**Work request A**.
According to the sailing account, how long were the Bantry Bay gigs the group set out in?
**Work request B**.
Return the part of the sailing account from "At least, that’s" to "for the night.".
**Work request C**.
Carry the sailing account forward, picking up after its final sentence.

The rough along with the smooth
We had thought we were going on a sailing trip.
At least, that’s how it was pitched to us. But when we set out in the 38-foot Bantry Bay gigs, there was no wind. Therefore, the oars were distributed, and the ten of us rowed out of the harbor, stroke by stroke.
For the next six hours, we headed east over the gentle three-foot swells that were the only remaining vestiges of the previous day’s storm. For a while, we caught some wind and made way toward our destination, but the configuration of our sails made it impossible to sail upwind, and the wind shifted unhelpfully. We lowered our sails and rowed on. Then we raised them again; then we lowered one sail and half of the crew rowed; and so on, until the last hour or so, when we rowed and sang ourselves all the way to the tiny island where we would camp for the night.
I was not mentally prepared for a six-hour rowing trip, but I quickly accepted the situation. If I’ve learned anything about sailing, it’s that the experience is different every time and that you can’t really have any firm expectations about how things will be. That’s the challenge and the fun of it, and you might as well embrace the variability and unpredictability as fundamental to the activity. It is the nature of sailing, and boating in general, that you must respond to the conditions and be ready to change your plan.
Additionally, there’s a lot of activity that goes along with rowing or sailing that doesn’t actually move the boat. You rig the boat and then you unrig it (we cycled through this multiple times on our trip). You stand by oars and then boat them (that is, distribute them to all the rowers and then put them all away; we cycled through this multiple times, too). Once ashore, you tie up securely to prevent damage to the boat. These routines require communication and vigilance.

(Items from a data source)

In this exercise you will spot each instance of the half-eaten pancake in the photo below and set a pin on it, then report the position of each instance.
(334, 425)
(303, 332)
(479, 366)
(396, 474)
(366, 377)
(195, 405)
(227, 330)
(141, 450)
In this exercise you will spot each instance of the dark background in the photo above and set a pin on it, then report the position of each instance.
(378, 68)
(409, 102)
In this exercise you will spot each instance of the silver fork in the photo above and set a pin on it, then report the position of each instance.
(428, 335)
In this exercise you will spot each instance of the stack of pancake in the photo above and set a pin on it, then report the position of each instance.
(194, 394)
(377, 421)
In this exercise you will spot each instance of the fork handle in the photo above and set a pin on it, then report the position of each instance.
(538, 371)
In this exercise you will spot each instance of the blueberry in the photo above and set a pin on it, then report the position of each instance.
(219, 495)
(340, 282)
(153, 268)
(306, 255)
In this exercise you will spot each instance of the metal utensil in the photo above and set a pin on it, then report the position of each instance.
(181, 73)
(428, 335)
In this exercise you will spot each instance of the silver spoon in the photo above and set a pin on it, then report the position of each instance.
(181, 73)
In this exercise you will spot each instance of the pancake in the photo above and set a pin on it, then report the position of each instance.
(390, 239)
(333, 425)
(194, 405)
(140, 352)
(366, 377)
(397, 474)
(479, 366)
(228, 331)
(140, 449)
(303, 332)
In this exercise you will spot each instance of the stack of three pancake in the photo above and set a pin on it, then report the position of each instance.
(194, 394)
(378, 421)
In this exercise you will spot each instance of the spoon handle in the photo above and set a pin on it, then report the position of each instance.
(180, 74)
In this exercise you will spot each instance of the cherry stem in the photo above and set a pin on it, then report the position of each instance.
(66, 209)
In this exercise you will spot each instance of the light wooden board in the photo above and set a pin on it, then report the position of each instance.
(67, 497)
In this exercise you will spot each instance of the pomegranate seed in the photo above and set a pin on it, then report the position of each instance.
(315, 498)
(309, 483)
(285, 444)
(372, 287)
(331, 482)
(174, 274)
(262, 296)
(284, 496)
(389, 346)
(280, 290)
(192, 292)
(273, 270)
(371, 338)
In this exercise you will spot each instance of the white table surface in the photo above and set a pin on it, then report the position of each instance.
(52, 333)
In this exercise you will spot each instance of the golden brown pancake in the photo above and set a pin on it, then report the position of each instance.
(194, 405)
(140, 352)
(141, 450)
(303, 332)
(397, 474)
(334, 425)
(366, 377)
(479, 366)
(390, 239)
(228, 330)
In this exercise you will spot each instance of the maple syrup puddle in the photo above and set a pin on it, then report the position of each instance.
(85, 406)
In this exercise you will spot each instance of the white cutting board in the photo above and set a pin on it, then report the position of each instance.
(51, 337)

**Exercise answer A**.
38 feet

**Exercise answer B**.
At least, that’s how it was pitched to us. But when we set out in the 38-foot Bantry Bay gigs, there was no wind. Therefore, the oars were distributed, and the ten of us rowed out of the harbor, stroke by stroke.
For the next six hours, we headed east over the gentle three-foot swells that were the only remaining vestiges of the previous day’s storm. For a while, we caught some wind and made way toward our destination, but the configuration of our sails made it impossible to sail upwind, and the wind shifted unhelpfully. We lowered our sails and rowed on. Then we raised them again; then we lowered one sail and half of the crew rowed; and so on, until the last hour or so, when we rowed and sang ourselves all the way to the tiny island where we would camp for the night.

**Exercise answer C**.
I often joke that I’d like to show up for a sail in a pretty summer dress, carrying a picnic basket. The joke is that the reality is never close to that, at least on the sailing trips I go on. I pretty much have to work the whole time, glamourlessly, as though we’re driving a minivan that takes several people to operate. The reward, if we’re lucky, is a couple of blissful hours (or a few blissful minutes) of flying along on salty breezes amidst camaraderie, cooperation, and beautiful scenery.
On a deeper level, however, I’m starting to understand that if I define a good sail so narrowly—fair weather and winds, nothing going wrong, and not having to get my hands dirty or do a lot of messing around with the rigging—I’m missing out on most of it. I don’t knit because I want a sweater; I knit because I want the experience of constructing the sweater, stitch by stitch, with all of the challenge and adventure that entails.
Currently, there are a few obstacles I’m facing in the path of entrepreneurship. I could get all cranky about the hours that I’ve put into filing tax payments on behalf of an out-of-state employee, hunting down insurance, or dealing with the emergencies that arise. But that’s a limited and unrealistic view. It parallels my experience with teaching, which, to paraphrase an old joke, would be so easy if it weren’t for the students. There are always unwanted things to cope with and stuff that will go wrong. I have come to accept that these obstacles aren’t things that make it hard for me to do my job—dealing with these obstacles is the job.
The wind dies when you’re farthest from shore. The problem that comes up is the one you have never had to deal with before. These are basic truths of life. I can wish that things were simple and smooth, but I don’t really want that. How many boring Saturdays during the pandemic would I have been thrilled to share a boat with ten other people, laughing and singing and working toward a common goal? So I will take the rough along with the smooth and the windless days along with the breezy ones. I will discard the idealized fantasy in my head and enjoy life for what it is.
At least low wind makes for good rowing.